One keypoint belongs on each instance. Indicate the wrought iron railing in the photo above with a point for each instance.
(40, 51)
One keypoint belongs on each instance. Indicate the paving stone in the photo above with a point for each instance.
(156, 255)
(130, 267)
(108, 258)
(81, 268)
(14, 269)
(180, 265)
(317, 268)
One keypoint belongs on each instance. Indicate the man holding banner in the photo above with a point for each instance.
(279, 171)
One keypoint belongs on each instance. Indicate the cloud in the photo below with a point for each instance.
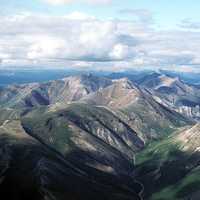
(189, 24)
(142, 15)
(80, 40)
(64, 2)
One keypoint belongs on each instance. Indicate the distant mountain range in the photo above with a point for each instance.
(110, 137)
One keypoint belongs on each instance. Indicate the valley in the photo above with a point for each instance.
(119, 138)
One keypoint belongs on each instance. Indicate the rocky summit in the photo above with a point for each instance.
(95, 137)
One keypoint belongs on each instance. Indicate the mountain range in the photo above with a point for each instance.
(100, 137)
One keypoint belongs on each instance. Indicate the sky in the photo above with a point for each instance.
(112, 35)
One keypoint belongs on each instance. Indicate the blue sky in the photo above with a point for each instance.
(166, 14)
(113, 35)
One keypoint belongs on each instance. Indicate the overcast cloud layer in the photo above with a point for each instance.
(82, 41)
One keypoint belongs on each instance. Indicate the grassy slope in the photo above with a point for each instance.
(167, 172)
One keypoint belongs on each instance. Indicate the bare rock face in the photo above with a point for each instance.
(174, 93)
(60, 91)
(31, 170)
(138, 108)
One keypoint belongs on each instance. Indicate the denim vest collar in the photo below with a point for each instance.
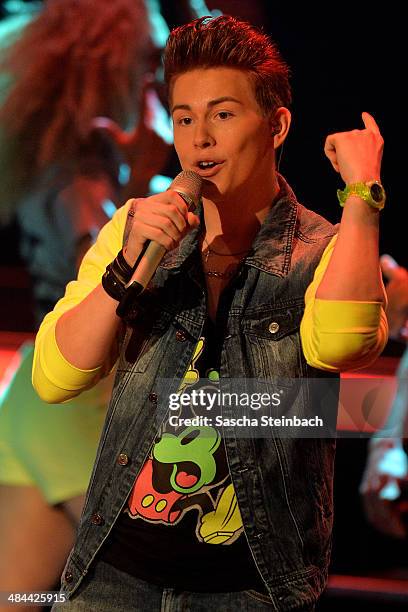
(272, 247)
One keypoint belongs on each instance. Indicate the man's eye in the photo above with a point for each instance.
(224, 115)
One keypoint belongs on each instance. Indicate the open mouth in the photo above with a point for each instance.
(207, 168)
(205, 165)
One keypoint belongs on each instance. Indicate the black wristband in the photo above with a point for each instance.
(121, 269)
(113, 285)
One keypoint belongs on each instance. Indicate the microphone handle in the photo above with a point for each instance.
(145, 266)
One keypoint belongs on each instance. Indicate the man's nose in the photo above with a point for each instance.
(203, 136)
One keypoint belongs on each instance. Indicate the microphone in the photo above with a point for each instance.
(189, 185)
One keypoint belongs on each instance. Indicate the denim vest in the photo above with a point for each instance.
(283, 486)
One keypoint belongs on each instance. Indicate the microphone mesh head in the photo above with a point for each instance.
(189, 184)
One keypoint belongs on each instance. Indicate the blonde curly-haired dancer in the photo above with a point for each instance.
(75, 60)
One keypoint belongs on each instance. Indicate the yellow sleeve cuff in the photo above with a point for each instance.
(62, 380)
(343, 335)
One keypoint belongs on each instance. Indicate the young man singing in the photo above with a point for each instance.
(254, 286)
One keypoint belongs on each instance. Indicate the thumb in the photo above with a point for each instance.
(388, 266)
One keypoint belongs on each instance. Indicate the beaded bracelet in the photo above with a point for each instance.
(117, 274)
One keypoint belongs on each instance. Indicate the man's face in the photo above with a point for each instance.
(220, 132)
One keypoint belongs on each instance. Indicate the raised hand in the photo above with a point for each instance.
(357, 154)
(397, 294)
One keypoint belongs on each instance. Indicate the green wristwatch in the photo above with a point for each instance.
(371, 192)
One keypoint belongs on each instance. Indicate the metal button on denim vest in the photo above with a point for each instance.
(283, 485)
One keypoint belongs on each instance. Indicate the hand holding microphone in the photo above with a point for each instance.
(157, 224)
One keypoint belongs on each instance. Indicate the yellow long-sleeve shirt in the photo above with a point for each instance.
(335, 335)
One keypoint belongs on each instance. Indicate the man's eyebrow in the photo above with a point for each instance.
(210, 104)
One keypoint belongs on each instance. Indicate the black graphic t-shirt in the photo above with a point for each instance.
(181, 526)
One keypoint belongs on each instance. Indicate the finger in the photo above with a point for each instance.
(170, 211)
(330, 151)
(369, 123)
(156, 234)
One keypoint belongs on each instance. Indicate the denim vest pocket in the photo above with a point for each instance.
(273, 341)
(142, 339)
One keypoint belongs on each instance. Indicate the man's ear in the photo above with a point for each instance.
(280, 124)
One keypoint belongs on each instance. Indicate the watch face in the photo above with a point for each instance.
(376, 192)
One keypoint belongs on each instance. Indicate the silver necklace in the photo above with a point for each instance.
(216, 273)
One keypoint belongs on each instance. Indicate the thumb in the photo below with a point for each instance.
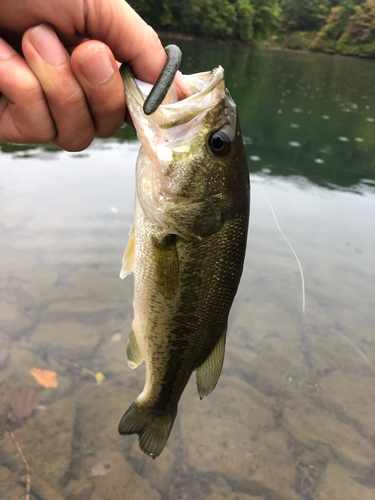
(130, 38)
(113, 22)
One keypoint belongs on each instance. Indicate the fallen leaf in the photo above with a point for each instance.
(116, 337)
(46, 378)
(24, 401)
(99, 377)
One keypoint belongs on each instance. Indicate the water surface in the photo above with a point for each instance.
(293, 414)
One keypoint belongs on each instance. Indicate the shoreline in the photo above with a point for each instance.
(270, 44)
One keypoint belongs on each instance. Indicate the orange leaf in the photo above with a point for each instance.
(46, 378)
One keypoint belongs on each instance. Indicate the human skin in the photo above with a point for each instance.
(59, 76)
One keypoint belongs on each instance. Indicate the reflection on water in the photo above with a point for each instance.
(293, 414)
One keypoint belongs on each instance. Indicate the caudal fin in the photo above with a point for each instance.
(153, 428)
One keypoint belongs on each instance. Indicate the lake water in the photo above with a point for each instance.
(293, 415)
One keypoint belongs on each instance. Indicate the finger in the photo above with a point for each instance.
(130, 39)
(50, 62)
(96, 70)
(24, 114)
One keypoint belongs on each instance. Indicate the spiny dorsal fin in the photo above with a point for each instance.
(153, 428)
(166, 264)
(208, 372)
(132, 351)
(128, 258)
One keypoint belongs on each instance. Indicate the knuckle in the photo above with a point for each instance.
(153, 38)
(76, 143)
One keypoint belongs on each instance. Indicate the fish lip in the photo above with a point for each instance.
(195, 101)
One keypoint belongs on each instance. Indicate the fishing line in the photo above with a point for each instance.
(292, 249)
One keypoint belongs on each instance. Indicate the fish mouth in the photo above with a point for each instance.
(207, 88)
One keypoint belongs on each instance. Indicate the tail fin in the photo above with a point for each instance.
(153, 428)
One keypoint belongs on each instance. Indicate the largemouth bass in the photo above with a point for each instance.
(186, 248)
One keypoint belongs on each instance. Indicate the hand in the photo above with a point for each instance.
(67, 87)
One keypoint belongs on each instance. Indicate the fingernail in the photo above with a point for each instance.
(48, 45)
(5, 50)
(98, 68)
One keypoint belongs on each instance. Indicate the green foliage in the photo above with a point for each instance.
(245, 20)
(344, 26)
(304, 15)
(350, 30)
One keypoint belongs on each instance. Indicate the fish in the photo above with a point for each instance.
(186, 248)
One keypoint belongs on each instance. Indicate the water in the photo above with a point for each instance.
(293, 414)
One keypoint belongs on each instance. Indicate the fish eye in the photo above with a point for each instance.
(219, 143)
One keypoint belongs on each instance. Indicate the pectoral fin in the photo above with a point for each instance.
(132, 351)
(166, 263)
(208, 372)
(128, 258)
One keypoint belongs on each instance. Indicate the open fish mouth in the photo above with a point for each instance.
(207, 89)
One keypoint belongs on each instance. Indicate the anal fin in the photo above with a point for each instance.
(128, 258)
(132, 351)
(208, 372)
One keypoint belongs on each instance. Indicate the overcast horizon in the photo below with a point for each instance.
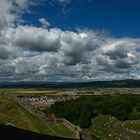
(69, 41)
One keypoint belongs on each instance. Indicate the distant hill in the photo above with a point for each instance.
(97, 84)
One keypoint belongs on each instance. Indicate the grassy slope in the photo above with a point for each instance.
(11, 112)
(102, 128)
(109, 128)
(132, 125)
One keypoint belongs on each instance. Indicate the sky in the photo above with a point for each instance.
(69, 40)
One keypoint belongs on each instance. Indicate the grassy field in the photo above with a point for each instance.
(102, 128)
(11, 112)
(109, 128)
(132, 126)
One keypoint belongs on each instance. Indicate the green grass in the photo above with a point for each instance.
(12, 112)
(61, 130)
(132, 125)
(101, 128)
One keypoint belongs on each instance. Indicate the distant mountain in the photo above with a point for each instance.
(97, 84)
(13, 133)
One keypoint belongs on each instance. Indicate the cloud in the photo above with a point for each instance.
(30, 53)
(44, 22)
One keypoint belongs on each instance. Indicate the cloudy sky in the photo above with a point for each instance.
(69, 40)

* [WORK TO COMPLETE]: Starting at the line that contains "One keypoint belongs on each instance. Indicate the fish eye", write out every line through the final line of the entries, word for word; skip any pictures.

* [CORRECT RESPONSE]:
One keypoint belongs on each instance. Indicate the fish eye in the photo above with a point for each instance.
(219, 143)
One keypoint belongs on each instance. Indicate the pectoral fin in the photo above with a point for each instance.
(132, 351)
(166, 263)
(208, 372)
(128, 258)
One keypoint belongs on each instance. Indicate the open fish mouth in the photo above with a point for each instance.
(207, 89)
One keypoint belongs on each instance. Indicate the anal fin in the photo above with a point for each instance.
(128, 258)
(132, 351)
(208, 372)
One keypoint belongs on each instance. Indicate the overcast horizon in the photo below with a point for each instance.
(69, 41)
One keypoint belongs on each instance. Indicate the distant hill in the photo above with a point for each instance.
(97, 84)
One keypoint belongs on each instance. Indicate the grassy slope in the photo above with a point for each instance.
(11, 112)
(102, 128)
(109, 128)
(132, 125)
One keypoint belongs on each instance. Indicate the sky in the photo above with a point for each instance.
(69, 40)
One keypoint belongs on each instance. Indicate the grassy field in the photo above with a point for each instance.
(102, 128)
(11, 112)
(109, 128)
(132, 126)
One keypoint belongs on each instance. Indicate the green grass in the photo above with a point for each instance.
(12, 112)
(61, 130)
(132, 125)
(101, 128)
One keypoint belongs on each instance. Indicate the distant mountain in the photo above with a point for each instance.
(97, 84)
(13, 133)
One keypoint belongs on each instance. Indicate the cloud in the photo above with a point for each instance.
(30, 53)
(44, 22)
One keypoint belongs on each instance. Indicate the cloudy sky in the photo above with a point for each instance.
(69, 40)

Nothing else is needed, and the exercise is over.